[Annotationsdaten zur Objektlokalisierung]
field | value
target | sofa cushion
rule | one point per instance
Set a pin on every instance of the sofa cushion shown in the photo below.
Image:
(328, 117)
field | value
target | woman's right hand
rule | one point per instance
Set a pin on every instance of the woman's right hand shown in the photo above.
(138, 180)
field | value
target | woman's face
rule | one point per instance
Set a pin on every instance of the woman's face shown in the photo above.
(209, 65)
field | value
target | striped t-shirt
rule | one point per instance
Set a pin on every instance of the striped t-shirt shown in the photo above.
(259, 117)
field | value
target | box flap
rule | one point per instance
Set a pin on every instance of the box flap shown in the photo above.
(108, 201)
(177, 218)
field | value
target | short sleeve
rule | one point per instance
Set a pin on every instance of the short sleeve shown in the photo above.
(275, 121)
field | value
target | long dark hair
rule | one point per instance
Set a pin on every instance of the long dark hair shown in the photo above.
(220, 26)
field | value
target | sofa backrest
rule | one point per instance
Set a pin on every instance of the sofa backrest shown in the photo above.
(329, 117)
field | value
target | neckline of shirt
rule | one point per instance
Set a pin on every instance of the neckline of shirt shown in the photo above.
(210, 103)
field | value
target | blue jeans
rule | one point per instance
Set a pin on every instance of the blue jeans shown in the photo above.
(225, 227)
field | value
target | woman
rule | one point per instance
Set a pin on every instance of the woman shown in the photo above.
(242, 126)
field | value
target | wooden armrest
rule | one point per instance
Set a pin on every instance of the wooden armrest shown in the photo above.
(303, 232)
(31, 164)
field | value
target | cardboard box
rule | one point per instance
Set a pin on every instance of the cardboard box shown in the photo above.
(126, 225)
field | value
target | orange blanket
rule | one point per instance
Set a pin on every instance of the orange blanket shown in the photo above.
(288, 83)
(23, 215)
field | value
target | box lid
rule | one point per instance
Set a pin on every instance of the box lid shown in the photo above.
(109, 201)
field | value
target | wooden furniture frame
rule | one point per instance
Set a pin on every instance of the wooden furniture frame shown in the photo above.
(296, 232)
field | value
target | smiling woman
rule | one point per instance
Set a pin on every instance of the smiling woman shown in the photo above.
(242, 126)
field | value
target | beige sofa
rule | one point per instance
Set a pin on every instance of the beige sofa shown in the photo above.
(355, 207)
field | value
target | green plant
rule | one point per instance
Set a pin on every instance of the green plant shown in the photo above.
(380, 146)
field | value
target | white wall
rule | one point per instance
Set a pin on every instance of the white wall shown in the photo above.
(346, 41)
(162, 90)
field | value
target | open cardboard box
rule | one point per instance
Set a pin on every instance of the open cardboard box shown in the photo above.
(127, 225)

**Arbeitsauftrag:**
Bitte wählen Sie aus der Liste jede Zeile aus, die die Zeichenfolge „right“ enthält, und schreiben Sie diese Zeilen ab.

**Lösung:**
target | woman's right hand
Set a pin on every instance of the woman's right hand shown in the photo above.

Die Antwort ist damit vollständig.